Given request
Reproduce each line of the listing exactly.

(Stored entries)
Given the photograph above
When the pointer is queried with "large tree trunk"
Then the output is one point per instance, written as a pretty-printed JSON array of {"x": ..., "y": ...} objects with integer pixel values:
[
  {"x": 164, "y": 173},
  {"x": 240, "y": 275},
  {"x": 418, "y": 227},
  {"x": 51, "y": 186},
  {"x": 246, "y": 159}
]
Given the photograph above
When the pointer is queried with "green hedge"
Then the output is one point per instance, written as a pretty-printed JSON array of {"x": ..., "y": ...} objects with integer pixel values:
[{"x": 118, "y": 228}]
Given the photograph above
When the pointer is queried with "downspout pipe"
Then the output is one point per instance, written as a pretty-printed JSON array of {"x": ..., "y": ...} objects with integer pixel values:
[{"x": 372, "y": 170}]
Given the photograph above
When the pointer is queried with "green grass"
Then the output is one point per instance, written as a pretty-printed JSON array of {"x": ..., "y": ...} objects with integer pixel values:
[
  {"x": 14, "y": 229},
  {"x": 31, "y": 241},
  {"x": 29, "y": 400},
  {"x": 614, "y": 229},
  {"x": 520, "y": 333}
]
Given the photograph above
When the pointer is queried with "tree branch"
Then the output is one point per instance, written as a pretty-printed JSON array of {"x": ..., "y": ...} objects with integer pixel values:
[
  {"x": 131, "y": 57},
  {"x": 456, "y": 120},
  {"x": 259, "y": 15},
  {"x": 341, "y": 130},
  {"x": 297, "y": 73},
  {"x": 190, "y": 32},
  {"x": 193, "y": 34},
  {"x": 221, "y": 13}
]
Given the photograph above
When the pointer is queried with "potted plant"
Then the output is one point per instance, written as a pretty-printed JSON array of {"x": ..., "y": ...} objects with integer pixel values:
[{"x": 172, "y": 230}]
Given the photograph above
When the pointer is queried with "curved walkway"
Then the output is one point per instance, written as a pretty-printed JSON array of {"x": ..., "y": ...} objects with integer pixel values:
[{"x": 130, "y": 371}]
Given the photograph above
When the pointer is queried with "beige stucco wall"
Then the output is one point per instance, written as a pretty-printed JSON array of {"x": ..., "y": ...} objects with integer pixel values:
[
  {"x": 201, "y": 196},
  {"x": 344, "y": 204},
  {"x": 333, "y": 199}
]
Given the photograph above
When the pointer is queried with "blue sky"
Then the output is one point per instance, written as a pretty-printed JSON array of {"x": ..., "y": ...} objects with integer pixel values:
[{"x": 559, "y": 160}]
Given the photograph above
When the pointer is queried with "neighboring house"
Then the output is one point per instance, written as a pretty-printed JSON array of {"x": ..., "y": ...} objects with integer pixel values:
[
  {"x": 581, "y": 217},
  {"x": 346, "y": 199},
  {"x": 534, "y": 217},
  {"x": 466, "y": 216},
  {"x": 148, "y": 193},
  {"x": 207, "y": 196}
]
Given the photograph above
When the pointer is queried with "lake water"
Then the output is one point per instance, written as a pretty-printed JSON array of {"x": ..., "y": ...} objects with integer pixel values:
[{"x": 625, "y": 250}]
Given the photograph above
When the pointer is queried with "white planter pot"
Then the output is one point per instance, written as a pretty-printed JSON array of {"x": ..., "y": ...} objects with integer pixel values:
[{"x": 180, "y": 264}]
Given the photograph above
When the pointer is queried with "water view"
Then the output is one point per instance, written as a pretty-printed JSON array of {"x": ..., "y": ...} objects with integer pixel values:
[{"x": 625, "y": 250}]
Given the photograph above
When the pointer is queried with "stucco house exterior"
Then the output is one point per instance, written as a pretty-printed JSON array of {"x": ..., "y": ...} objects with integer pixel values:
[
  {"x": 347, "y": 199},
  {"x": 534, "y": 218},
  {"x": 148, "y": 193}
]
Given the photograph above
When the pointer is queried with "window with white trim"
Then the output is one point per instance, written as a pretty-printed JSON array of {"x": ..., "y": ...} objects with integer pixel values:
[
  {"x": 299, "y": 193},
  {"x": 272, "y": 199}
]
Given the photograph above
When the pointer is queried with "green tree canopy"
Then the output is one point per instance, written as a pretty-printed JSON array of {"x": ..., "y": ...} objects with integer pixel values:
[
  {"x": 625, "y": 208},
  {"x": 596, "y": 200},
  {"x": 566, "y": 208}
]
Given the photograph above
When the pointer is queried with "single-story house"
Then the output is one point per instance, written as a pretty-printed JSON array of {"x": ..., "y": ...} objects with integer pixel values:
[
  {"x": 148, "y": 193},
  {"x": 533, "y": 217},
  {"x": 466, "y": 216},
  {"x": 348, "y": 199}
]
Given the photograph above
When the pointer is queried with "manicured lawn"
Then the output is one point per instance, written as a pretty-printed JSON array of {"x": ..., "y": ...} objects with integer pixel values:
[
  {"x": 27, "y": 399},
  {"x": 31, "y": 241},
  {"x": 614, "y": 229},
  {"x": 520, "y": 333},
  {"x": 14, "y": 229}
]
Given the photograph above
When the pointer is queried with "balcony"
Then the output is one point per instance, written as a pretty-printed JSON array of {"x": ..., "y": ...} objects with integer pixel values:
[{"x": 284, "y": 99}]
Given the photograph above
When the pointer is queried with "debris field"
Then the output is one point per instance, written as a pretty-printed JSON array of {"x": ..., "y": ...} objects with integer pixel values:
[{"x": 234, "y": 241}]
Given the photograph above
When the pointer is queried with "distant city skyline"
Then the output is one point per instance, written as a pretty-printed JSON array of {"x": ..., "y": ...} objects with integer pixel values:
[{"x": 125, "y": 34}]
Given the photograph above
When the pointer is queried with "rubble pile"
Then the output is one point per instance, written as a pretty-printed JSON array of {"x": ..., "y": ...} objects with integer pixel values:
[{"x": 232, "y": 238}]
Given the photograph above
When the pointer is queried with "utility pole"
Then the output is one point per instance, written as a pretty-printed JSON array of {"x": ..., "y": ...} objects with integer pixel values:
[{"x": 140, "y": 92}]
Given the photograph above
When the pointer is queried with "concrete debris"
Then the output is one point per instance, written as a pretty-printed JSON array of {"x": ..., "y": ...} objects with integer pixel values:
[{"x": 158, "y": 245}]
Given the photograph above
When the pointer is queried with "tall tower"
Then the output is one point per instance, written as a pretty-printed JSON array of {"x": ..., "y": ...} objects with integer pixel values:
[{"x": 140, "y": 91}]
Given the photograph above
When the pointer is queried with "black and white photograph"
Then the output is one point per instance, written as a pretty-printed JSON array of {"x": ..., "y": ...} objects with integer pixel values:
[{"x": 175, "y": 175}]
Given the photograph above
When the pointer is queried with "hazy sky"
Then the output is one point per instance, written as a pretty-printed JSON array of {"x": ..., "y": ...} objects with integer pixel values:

Written answer
Given the photograph above
When the pointer is queried with "large tree trunk"
Then the output is one point per instance, written as a pretty-printed JSON array of {"x": ..., "y": ...} objects with integer pixel values:
[
  {"x": 164, "y": 173},
  {"x": 240, "y": 275},
  {"x": 418, "y": 227},
  {"x": 51, "y": 186},
  {"x": 246, "y": 159}
]
Given the photograph above
When the pointer is queried with "green hedge"
Then the output is one point per instance, written as a pretty-printed JSON array of {"x": ..., "y": ...} objects with integer pixel values:
[{"x": 118, "y": 228}]
Given the photograph above
When the pointer is queried with "downspout pipe"
Then the output is one point per instance, written as a pretty-printed JSON array of {"x": ..., "y": ...} objects with integer pixel values:
[{"x": 372, "y": 170}]
Given the photograph above
When the pointer is queried with "green grass"
Then the output is one point per instance, written as a pretty-printed JSON array of {"x": ..., "y": ...} objects with integer pixel values:
[
  {"x": 14, "y": 229},
  {"x": 31, "y": 241},
  {"x": 29, "y": 400},
  {"x": 614, "y": 229},
  {"x": 520, "y": 333}
]
Given the photograph above
When the pointer is queried with "tree branch"
Then the output is one point per instance, written as a pretty-printed JSON array of {"x": ..., "y": ...} objects with integer pixel values:
[
  {"x": 131, "y": 57},
  {"x": 456, "y": 120},
  {"x": 259, "y": 15},
  {"x": 341, "y": 130},
  {"x": 297, "y": 73},
  {"x": 190, "y": 32},
  {"x": 193, "y": 34},
  {"x": 221, "y": 13}
]
Given the photograph above
When the pointer is queried with "potted plant"
Then the output is one point per instance, written as a pretty-printed JSON array of {"x": ..., "y": ...} objects with integer pixel values:
[{"x": 172, "y": 230}]
Given the photograph above
When the pointer is queried with "curved walkway"
Then the output is one point per instance, written as a pretty-printed JSON array of {"x": ..., "y": ...} objects with integer pixel values:
[{"x": 130, "y": 371}]
Given the photograph above
When the pointer is queried with "beige stucco wall"
Then the output is one point per instance, written as a pretty-printed JSON array of {"x": ..., "y": ...} objects with integer pixel values:
[
  {"x": 201, "y": 196},
  {"x": 344, "y": 204},
  {"x": 333, "y": 199}
]
Given the photograph above
When the pointer is queried with "blue sky"
Then the output is one point per instance, written as a pretty-printed JSON array of {"x": ..., "y": ...} objects with integer pixel values:
[{"x": 559, "y": 160}]
Given the photograph above
When the pointer is queried with "neighboring house"
Then the output is one point per instance, written as a pretty-printed JSON array of {"x": ..., "y": ...} objects with integer pixel values:
[
  {"x": 581, "y": 217},
  {"x": 346, "y": 199},
  {"x": 534, "y": 217},
  {"x": 466, "y": 216},
  {"x": 148, "y": 193},
  {"x": 207, "y": 196}
]
Given the photograph above
When the pointer is queried with "lake water"
Then the output is one point per instance, written as a pretty-printed JSON array of {"x": ..., "y": ...} objects with integer pixel values:
[{"x": 625, "y": 250}]
Given the photograph above
When the pointer is queried with "white planter pot"
Then the output is one point per instance, written as a pretty-printed JSON array of {"x": ..., "y": ...} objects with integer pixel values:
[{"x": 180, "y": 264}]
Given the photograph above
When the pointer is queried with "water view"
Then the output is one point per instance, written as a pretty-printed JSON array of {"x": ..., "y": ...} objects with integer pixel values:
[{"x": 625, "y": 250}]
Given the photograph above
When the pointer is queried with "stucco house exterior"
Then the output is one point per instance, written as a pretty-printed JSON array of {"x": ..., "y": ...} objects with integer pixel values:
[
  {"x": 347, "y": 199},
  {"x": 534, "y": 218},
  {"x": 148, "y": 193}
]
Given the photograph above
When the pointer is queried with "window with white trim"
Then the output is one point per instance, written as a pretty-printed JSON array of {"x": ..., "y": ...} objects with integer pixel values:
[
  {"x": 299, "y": 193},
  {"x": 272, "y": 199}
]
Given the photograph above
When the pointer is queried with "green tree canopy"
Then the output is one point per instance, written as a pretty-printed JSON array of {"x": ..., "y": ...} objects with integer pixel values:
[
  {"x": 625, "y": 208},
  {"x": 596, "y": 200},
  {"x": 566, "y": 208}
]
Given the photograph above
When the pointer is queried with "single-story house"
Then the output is one point per instance, written as a pretty-printed JSON array of {"x": ..., "y": ...} objects with integer pixel values:
[
  {"x": 148, "y": 193},
  {"x": 533, "y": 217},
  {"x": 466, "y": 216},
  {"x": 348, "y": 199}
]
Given the photograph above
When the pointer is queried with "manicured lawn"
Then the output is one point per instance, written as a pretty-printed JSON array of {"x": ..., "y": ...} objects with integer pixel values:
[
  {"x": 27, "y": 399},
  {"x": 31, "y": 241},
  {"x": 614, "y": 229},
  {"x": 520, "y": 333},
  {"x": 14, "y": 229}
]
Given the photograph above
When the pointer is queried with "balcony"
Then the output is one point per instance, written as a pretty-printed JSON array of {"x": ..., "y": ...} objects with integer pixel values:
[{"x": 284, "y": 99}]
Given the photograph above
When the pointer is queried with "debris field"
Then the output is one point per instance, written as a pretty-printed JSON array of {"x": ..., "y": ...} objects with integer pixel values:
[{"x": 234, "y": 241}]
Given the photograph above
When the pointer is queried with "distant city skyline"
Then the output is one point per instance, written as a pretty-printed JSON array of {"x": ..., "y": ...} objects with integer pixel values:
[{"x": 125, "y": 34}]
Given the photograph above
When the pointer is queried with "rubble pile"
Then the output is one point per instance, written as a pretty-printed JSON array of {"x": ..., "y": ...} objects with integer pixel values:
[{"x": 232, "y": 238}]
Given the photograph above
When the pointer is queried with "utility pole"
Then the output is one point per instance, written as a pretty-printed JSON array of {"x": ..., "y": ...} objects with integer pixel values:
[{"x": 140, "y": 92}]
Given the photograph above
When the pointer is queried with "concrete debris"
Then the output is one point per instance, written as a pretty-printed JSON array of {"x": ..., "y": ...} objects with integer pixel values:
[{"x": 158, "y": 245}]
Given the photograph above
When the pointer is queried with "tall tower"
Then the output is one point per instance, written as a pretty-printed JSON array of {"x": ..., "y": ...} objects with integer pixel values:
[{"x": 140, "y": 91}]
Given the photograph above
When the pointer is queried with "black and white photograph"
Then the output is one point per instance, written as a pretty-printed JSON array of {"x": ..., "y": ...} objects with integer pixel values:
[{"x": 175, "y": 175}]
Given the photograph above
When the pointer is queried with "hazy sky"
Then the output is one point per instance, written as a pretty-printed JSON array of {"x": ..., "y": ...} objects with integer pixel values:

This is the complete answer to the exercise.